WHAT TO PRODUCE —
Go through the records and report each line in which the word "water" occurs.

_ _ _ _

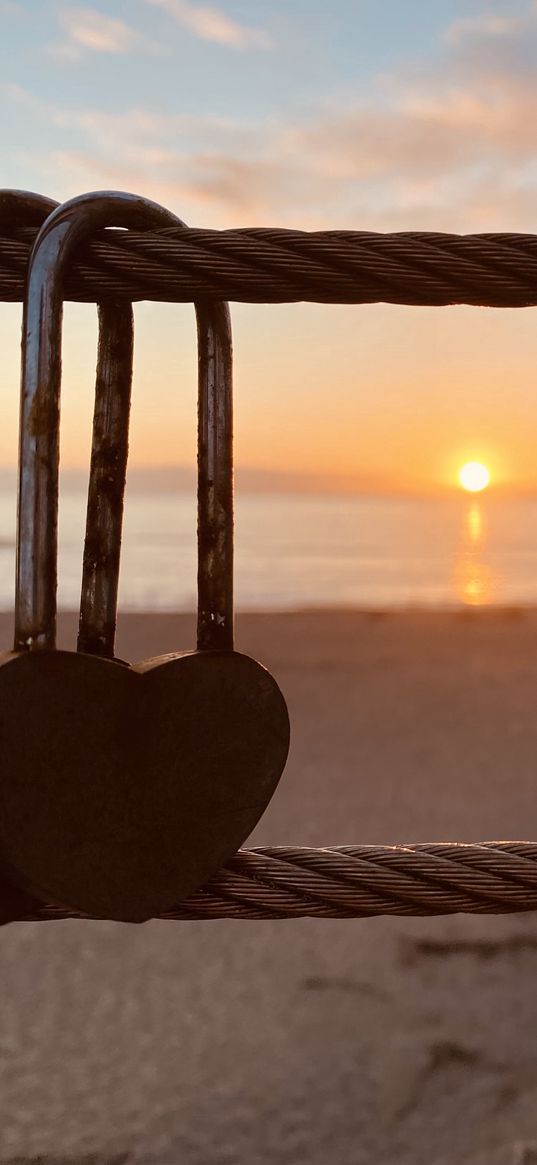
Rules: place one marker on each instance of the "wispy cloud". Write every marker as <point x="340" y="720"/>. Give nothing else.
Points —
<point x="86" y="28"/>
<point x="485" y="26"/>
<point x="213" y="25"/>
<point x="447" y="146"/>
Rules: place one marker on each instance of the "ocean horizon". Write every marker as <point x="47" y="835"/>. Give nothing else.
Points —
<point x="296" y="551"/>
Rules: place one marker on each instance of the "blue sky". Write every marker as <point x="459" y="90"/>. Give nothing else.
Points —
<point x="369" y="115"/>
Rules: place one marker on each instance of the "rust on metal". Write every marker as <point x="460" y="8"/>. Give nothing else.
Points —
<point x="107" y="475"/>
<point x="39" y="458"/>
<point x="214" y="479"/>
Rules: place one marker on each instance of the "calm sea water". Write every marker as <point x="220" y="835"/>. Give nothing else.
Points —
<point x="304" y="551"/>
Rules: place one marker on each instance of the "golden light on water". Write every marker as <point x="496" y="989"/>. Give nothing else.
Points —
<point x="474" y="477"/>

_ _ _ _

YOUR RESPONSE —
Rules: place one marker on each instance of the "calm sea water". Write every marker as <point x="220" y="835"/>. Give nothing else.
Rules: place one marker on each instance of the "golden light on water". Write every marker as <point x="496" y="989"/>. Give nothing else.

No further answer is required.